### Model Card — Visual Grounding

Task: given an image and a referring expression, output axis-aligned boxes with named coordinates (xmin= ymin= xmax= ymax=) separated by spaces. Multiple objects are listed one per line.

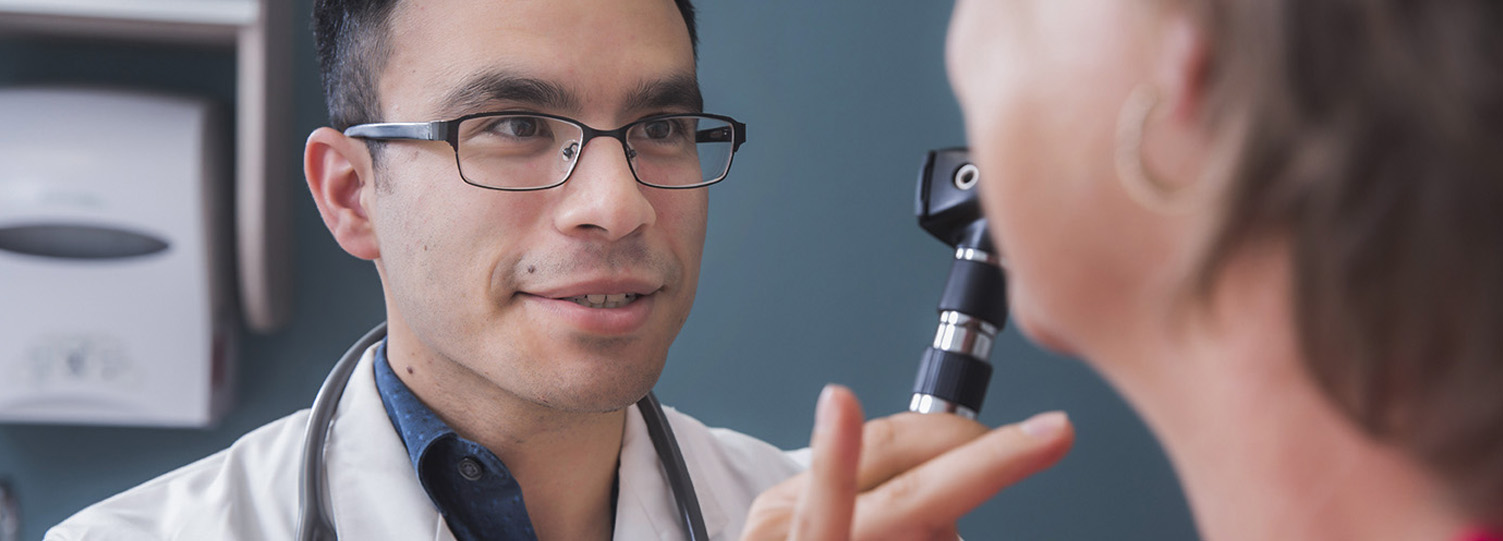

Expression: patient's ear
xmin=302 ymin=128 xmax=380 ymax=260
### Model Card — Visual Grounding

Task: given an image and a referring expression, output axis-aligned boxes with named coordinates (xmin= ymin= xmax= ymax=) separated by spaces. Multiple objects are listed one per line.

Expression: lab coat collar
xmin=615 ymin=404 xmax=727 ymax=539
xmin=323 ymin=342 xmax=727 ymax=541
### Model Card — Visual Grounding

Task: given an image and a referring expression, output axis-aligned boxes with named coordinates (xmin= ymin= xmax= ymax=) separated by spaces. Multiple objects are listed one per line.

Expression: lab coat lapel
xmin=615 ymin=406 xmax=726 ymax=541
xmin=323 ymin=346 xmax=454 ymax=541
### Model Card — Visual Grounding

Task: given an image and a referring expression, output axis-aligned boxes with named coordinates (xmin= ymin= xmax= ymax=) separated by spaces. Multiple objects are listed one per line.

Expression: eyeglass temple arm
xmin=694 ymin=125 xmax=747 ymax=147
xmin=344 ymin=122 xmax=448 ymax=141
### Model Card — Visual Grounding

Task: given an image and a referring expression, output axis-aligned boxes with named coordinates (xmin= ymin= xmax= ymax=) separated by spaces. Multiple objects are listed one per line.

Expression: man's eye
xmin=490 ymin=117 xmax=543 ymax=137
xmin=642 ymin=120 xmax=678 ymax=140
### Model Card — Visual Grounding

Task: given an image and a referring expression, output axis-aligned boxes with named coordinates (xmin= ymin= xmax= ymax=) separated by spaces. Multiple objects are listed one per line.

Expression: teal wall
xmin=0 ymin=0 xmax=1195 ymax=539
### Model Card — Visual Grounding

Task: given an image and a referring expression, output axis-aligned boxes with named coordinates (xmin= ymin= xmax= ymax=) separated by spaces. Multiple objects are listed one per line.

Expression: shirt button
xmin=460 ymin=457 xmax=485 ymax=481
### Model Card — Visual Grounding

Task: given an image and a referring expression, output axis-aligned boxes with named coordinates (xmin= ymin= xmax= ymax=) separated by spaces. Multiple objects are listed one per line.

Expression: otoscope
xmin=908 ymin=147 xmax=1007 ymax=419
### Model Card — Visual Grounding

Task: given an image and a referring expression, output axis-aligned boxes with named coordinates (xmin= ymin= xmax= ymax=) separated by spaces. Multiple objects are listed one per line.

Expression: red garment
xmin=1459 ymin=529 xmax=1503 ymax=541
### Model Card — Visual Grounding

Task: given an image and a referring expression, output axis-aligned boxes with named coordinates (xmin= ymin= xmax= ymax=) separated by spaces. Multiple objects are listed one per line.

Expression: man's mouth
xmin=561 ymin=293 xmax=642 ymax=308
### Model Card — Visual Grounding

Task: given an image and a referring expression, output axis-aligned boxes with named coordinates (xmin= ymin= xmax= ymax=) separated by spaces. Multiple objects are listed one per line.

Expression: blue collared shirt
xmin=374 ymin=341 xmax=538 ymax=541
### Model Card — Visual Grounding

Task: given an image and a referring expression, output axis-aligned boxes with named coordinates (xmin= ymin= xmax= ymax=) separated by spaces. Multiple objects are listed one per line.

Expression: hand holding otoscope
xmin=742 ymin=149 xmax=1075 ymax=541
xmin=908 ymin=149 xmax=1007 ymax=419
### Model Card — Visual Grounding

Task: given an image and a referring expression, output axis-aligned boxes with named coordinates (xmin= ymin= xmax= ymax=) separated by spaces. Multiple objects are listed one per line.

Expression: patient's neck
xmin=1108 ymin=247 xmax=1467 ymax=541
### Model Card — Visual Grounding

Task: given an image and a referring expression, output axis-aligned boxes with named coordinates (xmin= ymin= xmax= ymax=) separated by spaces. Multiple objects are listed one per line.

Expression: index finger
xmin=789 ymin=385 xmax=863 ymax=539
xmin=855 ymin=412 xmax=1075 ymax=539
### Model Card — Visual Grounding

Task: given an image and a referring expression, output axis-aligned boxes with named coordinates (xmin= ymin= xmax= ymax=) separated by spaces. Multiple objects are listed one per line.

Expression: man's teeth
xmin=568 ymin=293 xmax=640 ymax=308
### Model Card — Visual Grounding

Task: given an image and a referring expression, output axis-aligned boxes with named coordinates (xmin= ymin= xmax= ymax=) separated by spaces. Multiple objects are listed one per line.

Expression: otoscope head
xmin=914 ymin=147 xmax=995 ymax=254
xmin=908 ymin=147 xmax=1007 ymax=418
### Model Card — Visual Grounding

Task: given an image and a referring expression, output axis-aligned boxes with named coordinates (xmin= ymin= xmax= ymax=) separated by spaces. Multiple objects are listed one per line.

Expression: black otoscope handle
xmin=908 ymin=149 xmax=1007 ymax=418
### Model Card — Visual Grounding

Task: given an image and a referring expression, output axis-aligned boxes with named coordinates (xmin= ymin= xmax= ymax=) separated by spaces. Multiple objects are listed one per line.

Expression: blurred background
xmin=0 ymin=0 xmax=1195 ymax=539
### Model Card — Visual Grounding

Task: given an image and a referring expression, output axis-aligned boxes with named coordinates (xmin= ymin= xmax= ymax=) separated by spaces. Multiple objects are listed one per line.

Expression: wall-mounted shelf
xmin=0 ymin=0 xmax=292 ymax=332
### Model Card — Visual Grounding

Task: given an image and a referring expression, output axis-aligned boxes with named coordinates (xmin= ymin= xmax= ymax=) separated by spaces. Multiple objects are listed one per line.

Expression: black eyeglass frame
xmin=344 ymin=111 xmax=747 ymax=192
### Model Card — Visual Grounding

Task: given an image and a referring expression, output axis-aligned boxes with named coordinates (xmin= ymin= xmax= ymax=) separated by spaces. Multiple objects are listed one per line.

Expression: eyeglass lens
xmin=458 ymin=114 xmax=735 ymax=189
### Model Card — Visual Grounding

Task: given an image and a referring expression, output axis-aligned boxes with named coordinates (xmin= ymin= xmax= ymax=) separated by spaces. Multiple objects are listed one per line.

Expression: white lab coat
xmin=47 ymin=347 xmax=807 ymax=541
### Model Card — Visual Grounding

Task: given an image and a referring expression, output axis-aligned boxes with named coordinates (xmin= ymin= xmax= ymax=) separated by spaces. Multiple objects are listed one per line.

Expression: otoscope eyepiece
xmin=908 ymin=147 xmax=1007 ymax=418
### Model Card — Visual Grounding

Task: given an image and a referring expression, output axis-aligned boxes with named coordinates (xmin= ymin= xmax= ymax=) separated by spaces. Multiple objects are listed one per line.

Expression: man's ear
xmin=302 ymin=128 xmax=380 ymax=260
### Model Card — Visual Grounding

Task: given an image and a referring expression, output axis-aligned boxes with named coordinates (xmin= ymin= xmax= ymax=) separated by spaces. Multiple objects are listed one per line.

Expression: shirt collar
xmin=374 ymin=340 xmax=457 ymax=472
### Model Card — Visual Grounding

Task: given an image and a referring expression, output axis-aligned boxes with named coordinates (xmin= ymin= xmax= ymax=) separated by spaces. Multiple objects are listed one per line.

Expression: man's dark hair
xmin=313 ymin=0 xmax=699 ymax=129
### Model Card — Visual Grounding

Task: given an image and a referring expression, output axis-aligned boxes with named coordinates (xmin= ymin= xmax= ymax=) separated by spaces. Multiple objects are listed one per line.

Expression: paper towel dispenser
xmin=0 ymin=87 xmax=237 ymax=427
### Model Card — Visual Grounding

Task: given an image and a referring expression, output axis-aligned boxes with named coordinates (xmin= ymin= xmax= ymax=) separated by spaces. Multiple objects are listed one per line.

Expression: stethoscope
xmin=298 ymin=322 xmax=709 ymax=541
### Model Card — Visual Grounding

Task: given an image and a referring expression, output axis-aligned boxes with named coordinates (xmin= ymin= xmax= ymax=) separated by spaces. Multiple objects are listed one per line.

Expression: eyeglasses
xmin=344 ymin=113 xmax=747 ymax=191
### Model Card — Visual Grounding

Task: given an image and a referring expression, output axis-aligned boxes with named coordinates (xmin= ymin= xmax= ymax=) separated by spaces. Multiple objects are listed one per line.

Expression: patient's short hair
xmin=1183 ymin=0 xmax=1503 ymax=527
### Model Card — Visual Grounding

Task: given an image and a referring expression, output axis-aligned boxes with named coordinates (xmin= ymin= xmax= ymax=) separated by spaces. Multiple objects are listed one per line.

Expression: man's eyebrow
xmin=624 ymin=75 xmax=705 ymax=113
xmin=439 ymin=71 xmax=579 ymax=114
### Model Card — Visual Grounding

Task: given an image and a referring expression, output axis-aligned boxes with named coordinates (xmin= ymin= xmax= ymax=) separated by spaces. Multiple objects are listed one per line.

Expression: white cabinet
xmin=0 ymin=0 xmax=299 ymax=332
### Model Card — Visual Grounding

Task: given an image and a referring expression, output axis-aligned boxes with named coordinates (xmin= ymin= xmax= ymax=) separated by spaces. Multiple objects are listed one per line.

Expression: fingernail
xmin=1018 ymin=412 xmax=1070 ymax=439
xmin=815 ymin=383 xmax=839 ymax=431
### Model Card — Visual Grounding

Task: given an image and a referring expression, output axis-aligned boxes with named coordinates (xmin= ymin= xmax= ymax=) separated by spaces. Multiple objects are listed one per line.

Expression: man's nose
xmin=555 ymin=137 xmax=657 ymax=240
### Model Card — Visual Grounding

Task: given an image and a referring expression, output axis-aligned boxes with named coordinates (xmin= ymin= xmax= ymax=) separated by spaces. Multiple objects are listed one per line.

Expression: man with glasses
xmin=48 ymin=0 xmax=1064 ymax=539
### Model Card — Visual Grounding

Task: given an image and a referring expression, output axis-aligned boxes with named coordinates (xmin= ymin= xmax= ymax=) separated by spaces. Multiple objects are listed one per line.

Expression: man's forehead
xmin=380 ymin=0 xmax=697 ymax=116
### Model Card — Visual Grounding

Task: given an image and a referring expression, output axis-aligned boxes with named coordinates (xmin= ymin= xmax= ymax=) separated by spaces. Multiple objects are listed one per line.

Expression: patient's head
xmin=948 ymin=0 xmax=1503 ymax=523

================================

Set exercise – Output the lines as a numbered list, running from the first line through the line that contains "xmin=642 ymin=120 xmax=678 ymax=140", both included. Omit blank lines and leave out the pictures.

Exercise response –
1. ### Model Card — Visual Grounding
2. Task: given an image and a referring expression, output axis-aligned boxes with named coordinates (xmin= ymin= xmax= ymax=) separated by spaces. Multiple objects are listed one per line.
3. Expression: patient's ear
4. xmin=302 ymin=128 xmax=380 ymax=260
5. ### Model Card — Visual Grounding
6. Task: given an image and a referring expression, output axis-aligned boxes with named coordinates (xmin= ymin= xmax= ymax=) separated by spaces. Multiple objects are listed one per line.
7. Expression: lab coat collar
8. xmin=615 ymin=404 xmax=727 ymax=539
9. xmin=323 ymin=342 xmax=727 ymax=541
10. ### Model Card — Visual Grounding
11. Task: given an image and a referring expression, output axis-aligned boxes with named coordinates (xmin= ymin= xmax= ymax=) separated by spaces. Multiple objects are listed one per line.
12. Expression: lab coat lapel
13. xmin=615 ymin=406 xmax=726 ymax=541
14. xmin=323 ymin=346 xmax=454 ymax=541
15. ### Model Card — Visual Grounding
16. Task: given an image and a referring expression, output axis-aligned boxes with named coordinates (xmin= ymin= xmax= ymax=) separated by spaces. Multiple objects are listed one per line.
17. Expression: eyeglass temple arm
18. xmin=694 ymin=125 xmax=747 ymax=147
19. xmin=344 ymin=122 xmax=448 ymax=141
20. ### Model Card — Visual Grounding
21. Task: given an image and a referring expression, output axis-aligned boxes with named coordinates (xmin= ymin= xmax= ymax=) separated by spaces. Multiple objects are listed one per line.
22. Expression: man's eye
23. xmin=490 ymin=117 xmax=543 ymax=137
24. xmin=642 ymin=120 xmax=678 ymax=140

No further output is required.